*WRITTEN TASK:*
Please collect every line in the rows below that contains the string "coordinates".

*RECORDS PROVIDED:*
━━━━━━━━━━━━━━━━

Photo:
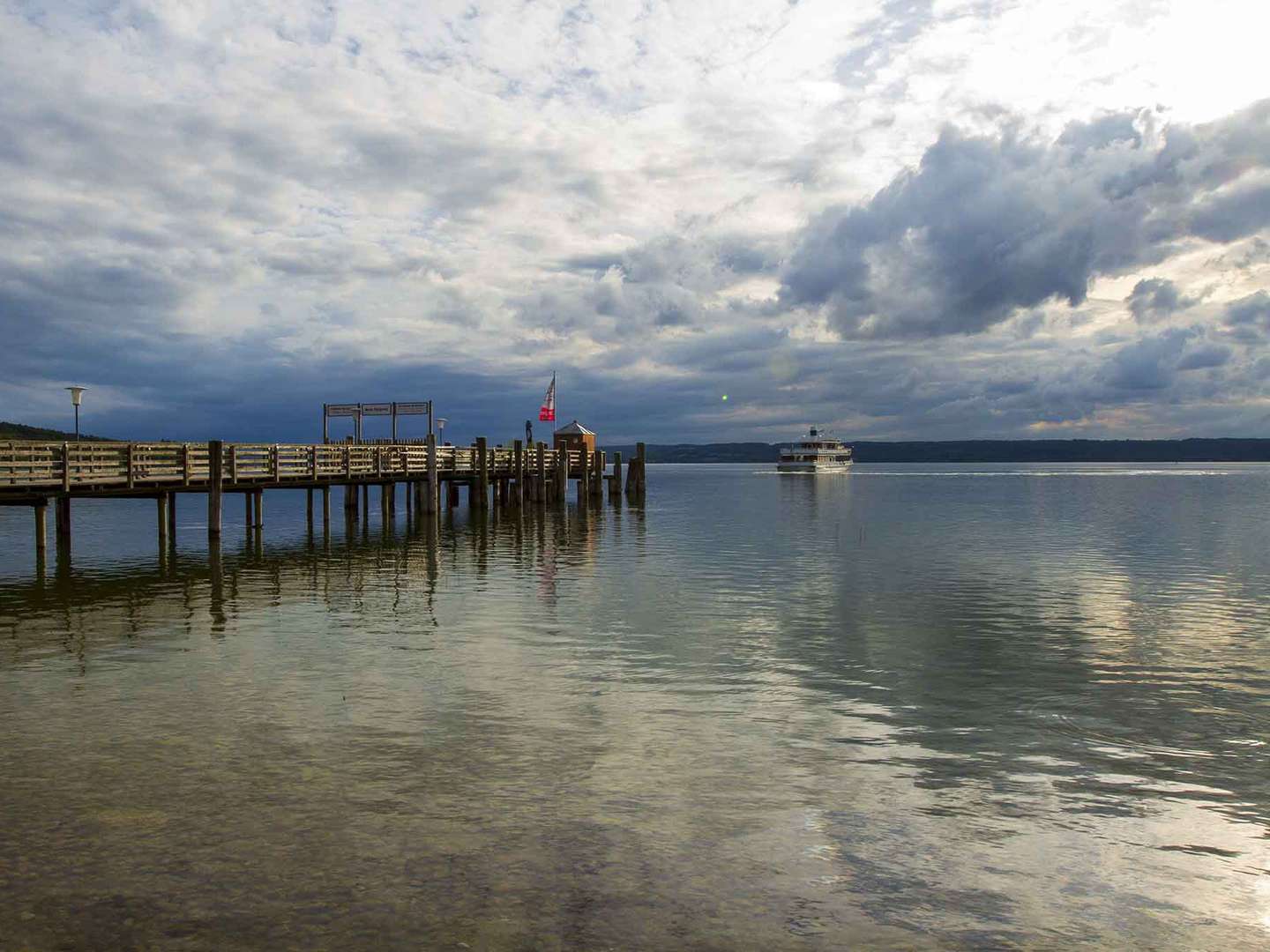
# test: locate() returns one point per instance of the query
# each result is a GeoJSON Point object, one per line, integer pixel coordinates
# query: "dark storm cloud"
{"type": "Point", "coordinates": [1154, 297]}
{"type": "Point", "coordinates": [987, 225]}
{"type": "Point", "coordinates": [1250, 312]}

━━━━━━━━━━━━━━━━

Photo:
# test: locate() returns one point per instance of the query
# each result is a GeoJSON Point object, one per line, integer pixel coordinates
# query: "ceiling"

━━━━━━━━━━━━━━━━

*REPLY TO THE TASK:*
# each result is a GeoJSON Point object, one per line, integer pixel coordinates
{"type": "Point", "coordinates": [1154, 297]}
{"type": "Point", "coordinates": [987, 225]}
{"type": "Point", "coordinates": [1250, 312]}
# each result is a GeoJSON Point object, one per line, integer pixel coordinates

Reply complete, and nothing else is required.